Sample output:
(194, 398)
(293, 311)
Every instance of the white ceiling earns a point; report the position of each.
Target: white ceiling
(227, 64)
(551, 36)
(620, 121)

━━━━━━━━

= GOAL OF THE EXERCISE =
Every entry should be printed again exactly as written.

= OUTPUT OF THE TASK =
Sample output:
(194, 398)
(293, 311)
Every instance of the white ceiling earns a point; report the position of each.
Target: white ceiling
(227, 64)
(551, 36)
(620, 121)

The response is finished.